- _EXERCISE AIM_:
Could you write out the entries again, beginning at the line that contains "Each instance receives one keypoint. Mark the blonde" and running through the final entry, with the request lines kept as they are? Multiply every coordinate in the answers by 1.15 and round each to a whole number, with halves rounding up.

[Location labeling entries]
- - -

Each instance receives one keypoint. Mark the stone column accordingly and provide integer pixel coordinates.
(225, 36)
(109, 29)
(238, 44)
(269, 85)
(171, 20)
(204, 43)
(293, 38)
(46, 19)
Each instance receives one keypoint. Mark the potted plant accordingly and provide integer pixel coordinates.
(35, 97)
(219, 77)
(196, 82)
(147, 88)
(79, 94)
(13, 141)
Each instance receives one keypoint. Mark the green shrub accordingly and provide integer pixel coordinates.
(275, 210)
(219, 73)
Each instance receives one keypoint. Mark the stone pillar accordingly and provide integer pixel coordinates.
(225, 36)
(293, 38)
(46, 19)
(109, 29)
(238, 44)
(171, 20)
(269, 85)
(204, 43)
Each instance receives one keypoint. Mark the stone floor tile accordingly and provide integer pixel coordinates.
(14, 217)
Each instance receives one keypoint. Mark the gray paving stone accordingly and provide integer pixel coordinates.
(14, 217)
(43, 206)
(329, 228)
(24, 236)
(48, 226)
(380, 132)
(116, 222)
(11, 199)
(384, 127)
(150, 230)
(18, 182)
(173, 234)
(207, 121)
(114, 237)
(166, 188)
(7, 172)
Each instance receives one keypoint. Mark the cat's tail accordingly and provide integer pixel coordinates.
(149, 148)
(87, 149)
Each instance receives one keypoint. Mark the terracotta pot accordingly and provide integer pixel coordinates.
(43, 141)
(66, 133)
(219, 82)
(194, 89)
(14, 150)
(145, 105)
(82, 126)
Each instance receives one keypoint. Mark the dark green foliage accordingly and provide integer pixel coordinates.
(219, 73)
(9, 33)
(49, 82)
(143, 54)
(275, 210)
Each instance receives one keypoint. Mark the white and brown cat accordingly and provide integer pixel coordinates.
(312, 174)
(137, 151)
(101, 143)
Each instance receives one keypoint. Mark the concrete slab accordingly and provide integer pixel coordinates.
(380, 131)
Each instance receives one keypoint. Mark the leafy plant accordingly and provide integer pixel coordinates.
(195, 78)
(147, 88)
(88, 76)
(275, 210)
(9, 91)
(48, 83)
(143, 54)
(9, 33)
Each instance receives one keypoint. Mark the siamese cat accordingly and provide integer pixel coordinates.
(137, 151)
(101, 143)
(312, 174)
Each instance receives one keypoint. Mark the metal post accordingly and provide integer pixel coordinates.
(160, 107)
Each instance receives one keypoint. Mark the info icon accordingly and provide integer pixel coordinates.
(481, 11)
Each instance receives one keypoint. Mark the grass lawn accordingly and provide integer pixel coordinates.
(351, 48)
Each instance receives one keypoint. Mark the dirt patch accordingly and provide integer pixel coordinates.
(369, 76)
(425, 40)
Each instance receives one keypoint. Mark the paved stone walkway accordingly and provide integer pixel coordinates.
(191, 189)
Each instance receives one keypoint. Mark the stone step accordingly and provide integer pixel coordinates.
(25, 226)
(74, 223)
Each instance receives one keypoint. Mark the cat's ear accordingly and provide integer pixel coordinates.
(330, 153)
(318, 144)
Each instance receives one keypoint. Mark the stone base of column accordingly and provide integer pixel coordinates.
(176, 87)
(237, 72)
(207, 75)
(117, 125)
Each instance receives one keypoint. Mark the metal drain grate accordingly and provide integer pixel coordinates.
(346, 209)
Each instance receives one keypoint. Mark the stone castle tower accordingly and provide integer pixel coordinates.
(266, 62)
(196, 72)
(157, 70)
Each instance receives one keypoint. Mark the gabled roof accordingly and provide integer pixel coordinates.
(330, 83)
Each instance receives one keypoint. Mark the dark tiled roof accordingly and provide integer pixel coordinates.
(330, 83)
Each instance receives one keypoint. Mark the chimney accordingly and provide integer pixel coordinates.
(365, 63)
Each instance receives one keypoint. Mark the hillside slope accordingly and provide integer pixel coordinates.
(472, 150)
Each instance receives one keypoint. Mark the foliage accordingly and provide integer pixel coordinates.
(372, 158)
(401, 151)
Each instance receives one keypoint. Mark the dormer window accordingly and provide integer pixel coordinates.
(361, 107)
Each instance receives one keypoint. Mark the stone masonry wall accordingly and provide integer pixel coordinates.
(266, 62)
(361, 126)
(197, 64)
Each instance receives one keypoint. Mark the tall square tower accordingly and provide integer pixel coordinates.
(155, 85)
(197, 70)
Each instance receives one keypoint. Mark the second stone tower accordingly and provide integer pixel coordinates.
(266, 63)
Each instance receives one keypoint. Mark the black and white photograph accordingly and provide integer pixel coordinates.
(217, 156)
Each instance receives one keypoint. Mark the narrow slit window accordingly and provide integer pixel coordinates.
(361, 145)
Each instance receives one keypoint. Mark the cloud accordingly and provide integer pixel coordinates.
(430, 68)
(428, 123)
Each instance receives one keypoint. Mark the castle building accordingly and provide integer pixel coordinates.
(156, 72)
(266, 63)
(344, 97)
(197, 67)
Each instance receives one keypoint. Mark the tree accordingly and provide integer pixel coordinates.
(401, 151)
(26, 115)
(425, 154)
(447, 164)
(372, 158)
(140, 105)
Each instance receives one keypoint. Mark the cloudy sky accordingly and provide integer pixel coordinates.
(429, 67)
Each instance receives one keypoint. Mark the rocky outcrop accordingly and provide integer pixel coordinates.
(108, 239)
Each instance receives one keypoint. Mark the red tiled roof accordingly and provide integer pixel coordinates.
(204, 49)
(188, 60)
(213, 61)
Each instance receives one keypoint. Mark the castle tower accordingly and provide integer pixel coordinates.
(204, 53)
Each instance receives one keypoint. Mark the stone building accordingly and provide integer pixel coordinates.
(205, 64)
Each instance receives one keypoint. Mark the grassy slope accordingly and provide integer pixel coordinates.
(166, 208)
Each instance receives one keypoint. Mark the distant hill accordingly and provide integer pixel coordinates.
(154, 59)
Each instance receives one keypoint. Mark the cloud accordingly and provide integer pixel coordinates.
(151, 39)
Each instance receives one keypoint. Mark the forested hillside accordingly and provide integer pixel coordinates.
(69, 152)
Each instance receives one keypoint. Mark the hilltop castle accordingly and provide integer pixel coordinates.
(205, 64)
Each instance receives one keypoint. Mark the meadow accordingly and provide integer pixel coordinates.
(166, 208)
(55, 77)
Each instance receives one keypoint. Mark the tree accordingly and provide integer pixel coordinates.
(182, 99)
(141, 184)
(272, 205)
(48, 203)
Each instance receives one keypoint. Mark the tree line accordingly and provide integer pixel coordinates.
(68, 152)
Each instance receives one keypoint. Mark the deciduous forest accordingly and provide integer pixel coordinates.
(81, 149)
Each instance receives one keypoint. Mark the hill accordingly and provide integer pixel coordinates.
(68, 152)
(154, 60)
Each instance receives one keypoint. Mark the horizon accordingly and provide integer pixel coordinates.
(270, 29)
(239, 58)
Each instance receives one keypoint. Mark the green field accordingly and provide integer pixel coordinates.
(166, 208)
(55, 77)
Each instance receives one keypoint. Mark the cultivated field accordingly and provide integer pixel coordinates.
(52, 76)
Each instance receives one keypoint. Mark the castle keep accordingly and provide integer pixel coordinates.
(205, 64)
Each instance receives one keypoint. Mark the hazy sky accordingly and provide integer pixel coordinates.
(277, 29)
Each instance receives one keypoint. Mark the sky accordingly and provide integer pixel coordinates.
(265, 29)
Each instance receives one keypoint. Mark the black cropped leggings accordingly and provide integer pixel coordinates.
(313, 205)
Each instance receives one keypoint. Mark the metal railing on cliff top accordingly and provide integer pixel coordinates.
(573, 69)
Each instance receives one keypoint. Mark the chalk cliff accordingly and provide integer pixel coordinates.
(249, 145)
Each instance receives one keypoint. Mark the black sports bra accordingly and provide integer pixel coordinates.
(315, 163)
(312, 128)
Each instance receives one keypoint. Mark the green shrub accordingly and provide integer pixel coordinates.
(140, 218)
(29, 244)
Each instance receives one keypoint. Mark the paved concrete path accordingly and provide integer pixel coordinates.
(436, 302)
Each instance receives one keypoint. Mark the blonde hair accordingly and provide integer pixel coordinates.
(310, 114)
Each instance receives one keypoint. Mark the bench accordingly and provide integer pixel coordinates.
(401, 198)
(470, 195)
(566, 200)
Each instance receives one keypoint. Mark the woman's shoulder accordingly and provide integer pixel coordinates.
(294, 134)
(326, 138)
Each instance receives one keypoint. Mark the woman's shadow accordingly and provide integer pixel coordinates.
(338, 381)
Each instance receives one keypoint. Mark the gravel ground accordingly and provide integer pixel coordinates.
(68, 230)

- - -

- _FINAL ANSWER_:
Each instance receives one keypoint. Mark the blonde hair accordingly and provide integer pixel coordinates.
(357, 131)
Each instance receives one keypoint. Mark the bench accordingly and provide integer pixel coordinates.
(461, 228)
(541, 224)
(651, 230)
Each instance receives one keypoint. Mark the woman's shoulder accordingly and provide integer pixel coordinates.
(338, 154)
(375, 159)
Each instance receives one keypoint. Mark the woman's shadow accordingly and provide integer pixel coordinates.
(389, 438)
Each instance receives one keypoint. Mark the gravel ground accordingly and provide integer pixel coordinates.
(78, 265)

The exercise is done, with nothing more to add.